Task directions = Return each line of the entries below that contains the word "blue".

-------- Task data

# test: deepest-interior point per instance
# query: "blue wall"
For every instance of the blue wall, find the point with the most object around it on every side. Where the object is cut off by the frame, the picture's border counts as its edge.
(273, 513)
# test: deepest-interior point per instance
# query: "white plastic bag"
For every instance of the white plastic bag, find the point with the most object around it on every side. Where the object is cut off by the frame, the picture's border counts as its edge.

----------------
-------- Task data

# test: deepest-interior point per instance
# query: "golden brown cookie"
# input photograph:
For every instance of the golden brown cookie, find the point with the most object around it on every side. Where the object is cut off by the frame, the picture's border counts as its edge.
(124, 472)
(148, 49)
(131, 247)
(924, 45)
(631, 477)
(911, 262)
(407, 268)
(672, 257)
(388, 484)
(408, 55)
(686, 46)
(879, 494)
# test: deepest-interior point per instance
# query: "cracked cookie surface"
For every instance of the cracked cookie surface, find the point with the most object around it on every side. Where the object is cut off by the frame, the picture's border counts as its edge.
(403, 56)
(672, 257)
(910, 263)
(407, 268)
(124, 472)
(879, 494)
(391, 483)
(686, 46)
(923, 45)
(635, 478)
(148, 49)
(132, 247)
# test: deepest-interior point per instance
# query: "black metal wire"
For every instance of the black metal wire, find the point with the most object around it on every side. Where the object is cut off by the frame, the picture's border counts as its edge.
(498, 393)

----------------

Exercise output =
# query: "blue wall"
For every instance of the blue wall, find the point with the most object around it on every side. Where the object is cut off by the frame, the picture's border counts as its edge.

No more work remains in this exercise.